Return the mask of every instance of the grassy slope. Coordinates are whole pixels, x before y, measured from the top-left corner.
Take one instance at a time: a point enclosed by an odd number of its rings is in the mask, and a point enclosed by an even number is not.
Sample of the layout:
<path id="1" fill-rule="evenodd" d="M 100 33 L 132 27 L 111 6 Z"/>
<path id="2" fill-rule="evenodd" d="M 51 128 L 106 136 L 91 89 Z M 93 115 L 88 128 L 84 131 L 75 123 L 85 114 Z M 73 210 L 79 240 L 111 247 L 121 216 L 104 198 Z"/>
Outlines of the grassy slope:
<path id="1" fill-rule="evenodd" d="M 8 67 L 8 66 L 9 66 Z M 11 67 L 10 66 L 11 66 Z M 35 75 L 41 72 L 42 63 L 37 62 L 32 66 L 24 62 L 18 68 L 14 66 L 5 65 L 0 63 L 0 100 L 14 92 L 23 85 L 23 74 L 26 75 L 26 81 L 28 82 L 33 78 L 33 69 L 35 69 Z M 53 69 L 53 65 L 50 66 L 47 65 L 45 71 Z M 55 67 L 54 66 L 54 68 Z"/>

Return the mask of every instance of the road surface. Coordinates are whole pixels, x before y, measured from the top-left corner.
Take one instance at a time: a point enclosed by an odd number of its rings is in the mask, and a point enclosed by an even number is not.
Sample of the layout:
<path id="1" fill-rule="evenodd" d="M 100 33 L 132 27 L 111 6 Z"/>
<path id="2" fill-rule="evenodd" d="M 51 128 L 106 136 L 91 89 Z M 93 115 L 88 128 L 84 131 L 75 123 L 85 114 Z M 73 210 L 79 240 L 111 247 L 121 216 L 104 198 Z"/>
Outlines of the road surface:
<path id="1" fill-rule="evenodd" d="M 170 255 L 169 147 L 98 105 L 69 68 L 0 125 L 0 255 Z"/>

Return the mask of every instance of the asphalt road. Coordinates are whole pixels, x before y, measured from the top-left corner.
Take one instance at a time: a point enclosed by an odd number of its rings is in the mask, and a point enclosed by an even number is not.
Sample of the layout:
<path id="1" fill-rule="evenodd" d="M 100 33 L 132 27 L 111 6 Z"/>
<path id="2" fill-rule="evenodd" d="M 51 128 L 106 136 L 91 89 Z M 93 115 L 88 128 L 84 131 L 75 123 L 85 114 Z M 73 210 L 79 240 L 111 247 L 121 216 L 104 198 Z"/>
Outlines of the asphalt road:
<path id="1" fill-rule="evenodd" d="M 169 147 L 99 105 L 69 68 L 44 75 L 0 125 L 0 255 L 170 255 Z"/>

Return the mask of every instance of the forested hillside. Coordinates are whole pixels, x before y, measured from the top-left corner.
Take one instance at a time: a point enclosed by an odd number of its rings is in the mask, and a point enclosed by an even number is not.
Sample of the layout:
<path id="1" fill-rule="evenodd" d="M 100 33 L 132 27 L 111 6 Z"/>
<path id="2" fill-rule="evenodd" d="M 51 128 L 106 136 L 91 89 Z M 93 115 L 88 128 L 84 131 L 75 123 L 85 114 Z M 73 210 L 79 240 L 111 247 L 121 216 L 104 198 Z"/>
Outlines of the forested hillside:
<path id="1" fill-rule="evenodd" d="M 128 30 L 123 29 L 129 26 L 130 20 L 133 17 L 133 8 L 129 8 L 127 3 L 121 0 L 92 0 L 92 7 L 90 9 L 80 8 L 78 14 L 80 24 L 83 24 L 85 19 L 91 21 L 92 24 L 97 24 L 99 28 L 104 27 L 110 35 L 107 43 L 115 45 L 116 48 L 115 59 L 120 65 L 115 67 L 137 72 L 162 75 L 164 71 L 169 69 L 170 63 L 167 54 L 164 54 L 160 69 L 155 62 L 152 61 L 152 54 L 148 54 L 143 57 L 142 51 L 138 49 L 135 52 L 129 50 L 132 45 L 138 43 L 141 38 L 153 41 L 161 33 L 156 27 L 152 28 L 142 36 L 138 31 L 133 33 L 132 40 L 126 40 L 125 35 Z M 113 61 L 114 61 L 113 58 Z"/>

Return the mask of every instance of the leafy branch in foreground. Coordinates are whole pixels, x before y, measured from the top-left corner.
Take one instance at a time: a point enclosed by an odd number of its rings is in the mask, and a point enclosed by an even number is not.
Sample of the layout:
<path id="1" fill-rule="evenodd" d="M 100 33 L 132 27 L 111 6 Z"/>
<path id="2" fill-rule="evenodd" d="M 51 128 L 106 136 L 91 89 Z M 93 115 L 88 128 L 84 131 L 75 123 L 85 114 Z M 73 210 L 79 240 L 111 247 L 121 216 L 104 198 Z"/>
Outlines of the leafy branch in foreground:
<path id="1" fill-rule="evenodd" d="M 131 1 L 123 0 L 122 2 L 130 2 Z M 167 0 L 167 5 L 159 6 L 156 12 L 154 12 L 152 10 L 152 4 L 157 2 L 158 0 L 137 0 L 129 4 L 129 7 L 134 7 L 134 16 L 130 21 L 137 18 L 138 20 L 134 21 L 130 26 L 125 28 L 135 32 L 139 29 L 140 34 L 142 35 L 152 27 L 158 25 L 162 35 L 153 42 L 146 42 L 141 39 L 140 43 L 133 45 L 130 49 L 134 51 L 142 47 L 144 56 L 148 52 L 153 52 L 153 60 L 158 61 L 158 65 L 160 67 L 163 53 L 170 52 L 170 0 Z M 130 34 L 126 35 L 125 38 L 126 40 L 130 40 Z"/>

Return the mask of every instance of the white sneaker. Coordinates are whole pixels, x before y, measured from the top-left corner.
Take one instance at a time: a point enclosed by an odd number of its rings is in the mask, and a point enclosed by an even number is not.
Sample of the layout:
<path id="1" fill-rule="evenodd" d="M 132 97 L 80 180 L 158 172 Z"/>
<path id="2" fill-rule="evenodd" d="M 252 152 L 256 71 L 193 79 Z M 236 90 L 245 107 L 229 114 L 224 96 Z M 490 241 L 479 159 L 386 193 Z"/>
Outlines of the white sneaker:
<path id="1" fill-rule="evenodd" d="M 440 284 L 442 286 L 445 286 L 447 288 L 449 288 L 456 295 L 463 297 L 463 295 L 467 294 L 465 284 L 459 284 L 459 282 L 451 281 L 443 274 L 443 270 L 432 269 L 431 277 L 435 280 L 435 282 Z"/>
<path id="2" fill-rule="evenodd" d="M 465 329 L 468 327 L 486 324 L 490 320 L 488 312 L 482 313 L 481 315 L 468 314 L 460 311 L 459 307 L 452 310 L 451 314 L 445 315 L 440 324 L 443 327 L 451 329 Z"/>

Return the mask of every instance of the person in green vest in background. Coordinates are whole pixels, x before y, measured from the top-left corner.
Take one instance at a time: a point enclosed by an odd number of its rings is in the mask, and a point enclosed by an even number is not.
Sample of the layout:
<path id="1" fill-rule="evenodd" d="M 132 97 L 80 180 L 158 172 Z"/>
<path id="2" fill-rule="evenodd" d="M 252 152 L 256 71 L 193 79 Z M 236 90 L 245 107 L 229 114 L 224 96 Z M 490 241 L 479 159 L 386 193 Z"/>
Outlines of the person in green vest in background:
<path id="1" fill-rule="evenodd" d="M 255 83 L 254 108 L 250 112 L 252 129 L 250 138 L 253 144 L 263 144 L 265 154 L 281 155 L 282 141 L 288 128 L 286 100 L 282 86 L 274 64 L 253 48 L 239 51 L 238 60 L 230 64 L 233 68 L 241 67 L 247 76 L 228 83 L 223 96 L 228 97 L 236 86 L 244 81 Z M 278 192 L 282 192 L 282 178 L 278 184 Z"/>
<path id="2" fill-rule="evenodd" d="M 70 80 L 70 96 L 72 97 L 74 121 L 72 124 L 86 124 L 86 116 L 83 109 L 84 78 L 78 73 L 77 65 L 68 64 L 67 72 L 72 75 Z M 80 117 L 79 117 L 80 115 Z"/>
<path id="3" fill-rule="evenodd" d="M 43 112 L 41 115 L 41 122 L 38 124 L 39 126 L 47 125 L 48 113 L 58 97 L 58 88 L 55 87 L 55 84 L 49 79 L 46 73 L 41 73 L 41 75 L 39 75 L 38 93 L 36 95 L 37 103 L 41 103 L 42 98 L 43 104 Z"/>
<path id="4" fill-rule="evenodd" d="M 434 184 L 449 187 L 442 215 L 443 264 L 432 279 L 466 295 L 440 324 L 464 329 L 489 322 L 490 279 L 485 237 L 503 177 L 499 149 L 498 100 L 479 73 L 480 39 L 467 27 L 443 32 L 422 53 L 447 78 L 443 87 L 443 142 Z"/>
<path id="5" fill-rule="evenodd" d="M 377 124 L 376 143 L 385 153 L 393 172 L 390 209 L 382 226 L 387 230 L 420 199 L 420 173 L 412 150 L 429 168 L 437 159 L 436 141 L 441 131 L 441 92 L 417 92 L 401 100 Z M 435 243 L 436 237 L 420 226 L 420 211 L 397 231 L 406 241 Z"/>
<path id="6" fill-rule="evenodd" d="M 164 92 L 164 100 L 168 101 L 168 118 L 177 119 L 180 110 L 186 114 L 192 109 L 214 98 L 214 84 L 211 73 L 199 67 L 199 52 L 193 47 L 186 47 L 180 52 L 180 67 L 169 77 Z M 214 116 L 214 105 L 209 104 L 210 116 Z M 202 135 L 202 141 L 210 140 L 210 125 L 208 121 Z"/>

· · · ·

● **TASK DETAILS**:
Can you pull out, word for word, the lines that start with the one containing "Return the mask of every instance of the road" and end with the one containing "169 147 L 99"?

● **EXERCISE OUTPUT**:
Return the mask of every instance of the road surface. Coordinates are whole pixels, x before y, measured from the top-left corner.
Take one instance at a time: a point enclosed by an odd number of its rings is in the mask, and a point enclosed by an even number is not.
Sample of the layout:
<path id="1" fill-rule="evenodd" d="M 100 33 L 132 27 L 111 6 Z"/>
<path id="2" fill-rule="evenodd" d="M 51 128 L 106 136 L 91 89 Z M 93 115 L 88 128 L 84 131 L 75 123 L 85 114 Z M 73 210 L 79 240 L 111 247 L 121 216 L 104 198 Z"/>
Outlines of the road surface:
<path id="1" fill-rule="evenodd" d="M 170 255 L 169 147 L 98 105 L 69 68 L 0 125 L 0 255 Z"/>

Return the mask of every instance of the asphalt road. Coordinates are whole pixels, x before y, measured from the top-left corner.
Take one instance at a time: a point enclosed by an odd number of its rings is in the mask, and a point enclosed by an even number is not.
Sample of the layout:
<path id="1" fill-rule="evenodd" d="M 100 33 L 132 27 L 111 6 Z"/>
<path id="2" fill-rule="evenodd" d="M 51 128 L 106 136 L 91 89 Z M 93 115 L 88 128 L 84 131 L 75 123 L 85 114 Z M 73 210 L 79 240 L 111 247 L 121 216 L 104 198 Z"/>
Outlines of the asphalt road:
<path id="1" fill-rule="evenodd" d="M 169 147 L 99 105 L 69 68 L 44 75 L 0 125 L 0 255 L 170 255 Z"/>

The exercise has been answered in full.